Collect each line below that contains the word "terracotta", and copy those lines unchanged in the order they appear.

::: Dataset records

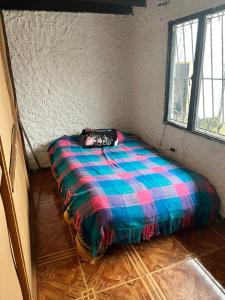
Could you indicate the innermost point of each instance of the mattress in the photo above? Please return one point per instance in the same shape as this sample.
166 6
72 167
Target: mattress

::::::
::: Dataset records

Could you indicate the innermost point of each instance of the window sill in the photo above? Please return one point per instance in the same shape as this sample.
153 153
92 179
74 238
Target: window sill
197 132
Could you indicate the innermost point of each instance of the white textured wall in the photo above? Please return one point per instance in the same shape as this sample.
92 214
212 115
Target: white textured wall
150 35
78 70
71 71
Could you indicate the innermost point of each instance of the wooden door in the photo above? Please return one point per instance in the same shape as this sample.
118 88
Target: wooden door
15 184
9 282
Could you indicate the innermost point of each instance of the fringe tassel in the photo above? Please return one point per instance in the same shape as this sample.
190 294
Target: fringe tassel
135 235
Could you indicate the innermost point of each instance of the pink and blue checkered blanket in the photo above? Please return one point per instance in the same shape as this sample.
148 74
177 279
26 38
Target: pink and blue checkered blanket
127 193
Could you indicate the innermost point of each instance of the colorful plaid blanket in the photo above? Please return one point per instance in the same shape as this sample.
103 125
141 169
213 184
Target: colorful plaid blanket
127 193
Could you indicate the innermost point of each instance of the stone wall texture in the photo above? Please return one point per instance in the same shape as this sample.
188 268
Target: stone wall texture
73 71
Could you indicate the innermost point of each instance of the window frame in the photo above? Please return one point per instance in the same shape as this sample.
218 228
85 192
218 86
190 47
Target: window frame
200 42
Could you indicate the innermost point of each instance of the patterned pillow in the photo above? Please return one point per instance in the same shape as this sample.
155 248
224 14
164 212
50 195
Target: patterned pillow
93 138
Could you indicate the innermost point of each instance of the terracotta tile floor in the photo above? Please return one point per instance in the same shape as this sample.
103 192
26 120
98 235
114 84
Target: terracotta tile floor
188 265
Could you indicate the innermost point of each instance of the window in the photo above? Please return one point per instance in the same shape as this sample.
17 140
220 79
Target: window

::::::
::: Dataset records

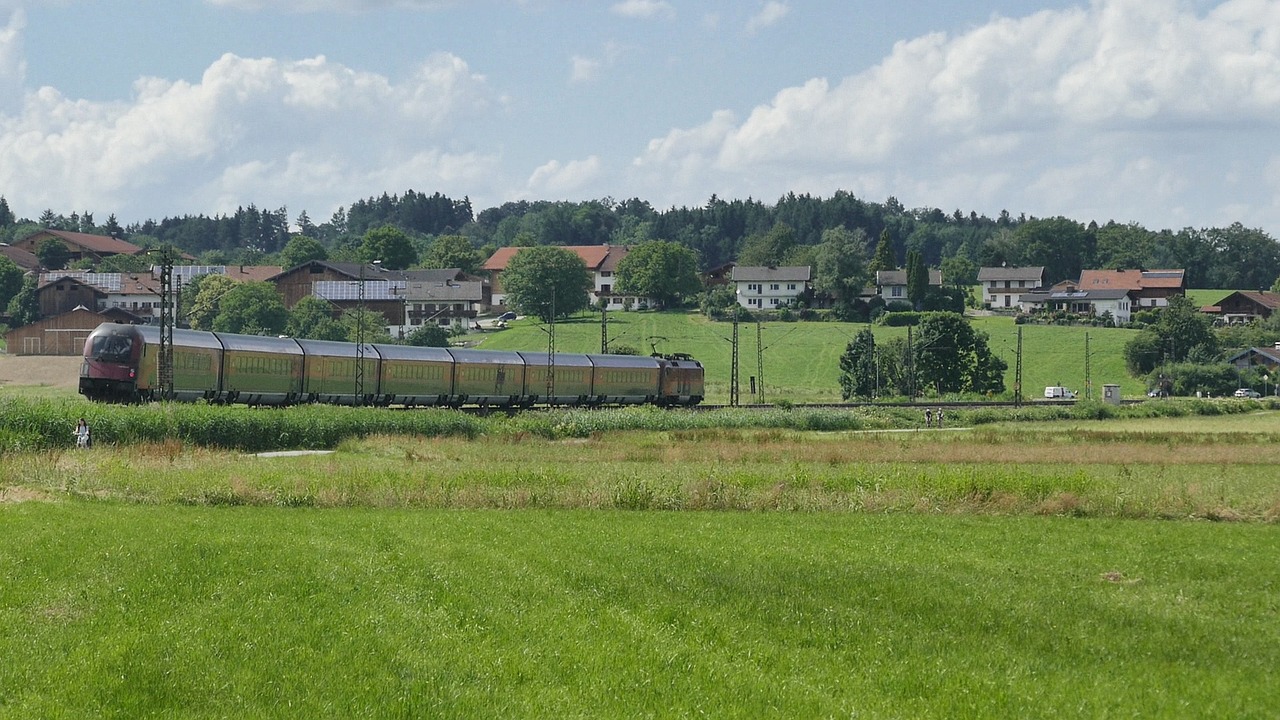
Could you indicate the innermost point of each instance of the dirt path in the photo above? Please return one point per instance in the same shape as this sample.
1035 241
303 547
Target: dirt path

::::::

Answer in full:
Could you indicate the innermost point of each instance of the terracotta tile floor in the photo above? Please return one point per instance in the same shape as this sample.
Target: terracotta tile floor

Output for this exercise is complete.